(Raw records)

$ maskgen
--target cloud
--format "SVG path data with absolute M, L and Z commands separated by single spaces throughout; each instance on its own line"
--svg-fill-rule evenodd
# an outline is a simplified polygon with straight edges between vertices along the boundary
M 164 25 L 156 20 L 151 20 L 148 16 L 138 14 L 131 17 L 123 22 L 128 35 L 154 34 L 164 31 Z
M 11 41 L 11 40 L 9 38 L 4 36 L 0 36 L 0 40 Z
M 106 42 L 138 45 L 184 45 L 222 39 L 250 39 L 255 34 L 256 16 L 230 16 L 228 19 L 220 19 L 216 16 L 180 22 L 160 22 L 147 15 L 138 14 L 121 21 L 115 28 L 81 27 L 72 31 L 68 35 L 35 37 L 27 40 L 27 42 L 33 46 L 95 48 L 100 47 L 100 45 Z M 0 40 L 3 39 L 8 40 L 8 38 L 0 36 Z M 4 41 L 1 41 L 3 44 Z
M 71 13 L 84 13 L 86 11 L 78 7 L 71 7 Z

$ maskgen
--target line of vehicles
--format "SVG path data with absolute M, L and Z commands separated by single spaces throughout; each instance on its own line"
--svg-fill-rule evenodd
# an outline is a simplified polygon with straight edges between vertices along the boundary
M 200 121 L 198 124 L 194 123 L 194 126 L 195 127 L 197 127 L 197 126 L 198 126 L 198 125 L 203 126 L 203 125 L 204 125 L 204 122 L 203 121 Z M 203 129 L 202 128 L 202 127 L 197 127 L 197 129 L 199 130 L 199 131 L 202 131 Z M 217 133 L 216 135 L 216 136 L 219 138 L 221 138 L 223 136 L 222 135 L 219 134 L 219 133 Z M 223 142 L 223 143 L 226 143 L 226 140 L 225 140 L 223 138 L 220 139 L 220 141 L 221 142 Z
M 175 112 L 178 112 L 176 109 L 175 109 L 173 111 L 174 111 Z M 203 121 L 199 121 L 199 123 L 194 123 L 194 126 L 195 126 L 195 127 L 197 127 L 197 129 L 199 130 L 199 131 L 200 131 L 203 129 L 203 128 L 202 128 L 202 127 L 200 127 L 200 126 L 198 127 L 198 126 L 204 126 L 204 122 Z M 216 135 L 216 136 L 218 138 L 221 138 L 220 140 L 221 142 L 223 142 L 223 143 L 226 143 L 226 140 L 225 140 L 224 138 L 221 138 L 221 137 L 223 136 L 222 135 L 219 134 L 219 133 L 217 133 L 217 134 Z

### Problem to work on
Copy the lines above, character for character.

### Task result
$ maskgen
--target cloud
--format "SVG path data with absolute M, L and Z commands separated by single spaces throughout; each instance on its own line"
--svg-fill-rule evenodd
# an outline is a simplified polygon with straight edges between vertices along the boundary
M 164 25 L 156 20 L 151 20 L 148 16 L 138 14 L 131 17 L 123 22 L 128 35 L 154 34 L 164 31 Z
M 11 41 L 11 40 L 9 38 L 4 36 L 0 36 L 0 40 Z
M 106 42 L 138 45 L 184 45 L 222 39 L 250 39 L 255 34 L 256 16 L 230 16 L 228 19 L 220 19 L 216 16 L 180 22 L 160 22 L 147 15 L 138 14 L 121 21 L 115 28 L 81 27 L 72 31 L 68 35 L 35 37 L 27 40 L 27 42 L 33 46 L 95 48 L 100 47 L 100 45 Z M 0 40 L 3 39 L 8 40 L 8 38 L 0 36 Z M 4 41 L 1 41 L 3 44 Z
M 71 13 L 84 13 L 86 11 L 78 7 L 71 7 Z

$ maskgen
--target line of vehicles
--format "SVG path data with absolute M, L and Z commands separated by single spaces throughout; each instance on its own line"
--svg-fill-rule evenodd
# an outline is a simplified polygon with straight edges between vertices along the boundary
M 200 121 L 198 124 L 194 123 L 194 126 L 195 127 L 197 127 L 197 126 L 198 126 L 198 125 L 203 126 L 203 125 L 204 125 L 204 122 L 203 121 Z M 203 129 L 202 128 L 202 127 L 197 127 L 197 129 L 199 130 L 199 131 L 202 131 Z M 217 133 L 216 135 L 216 136 L 219 138 L 221 138 L 223 136 L 222 135 L 219 134 L 219 133 Z M 223 142 L 223 143 L 226 143 L 226 140 L 225 140 L 223 138 L 220 139 L 220 141 L 221 142 Z
M 175 112 L 178 112 L 176 109 L 175 109 L 173 111 L 174 111 Z M 203 121 L 199 121 L 199 123 L 194 123 L 194 126 L 195 126 L 195 127 L 197 127 L 197 129 L 199 130 L 199 131 L 200 131 L 203 129 L 203 128 L 202 128 L 202 127 L 200 127 L 200 126 L 198 127 L 198 126 L 204 126 L 204 122 Z M 216 135 L 216 136 L 218 138 L 221 138 L 220 140 L 221 142 L 223 142 L 223 143 L 226 143 L 226 140 L 225 140 L 224 138 L 221 138 L 221 137 L 223 136 L 222 135 L 219 134 L 219 133 L 217 133 L 217 134 Z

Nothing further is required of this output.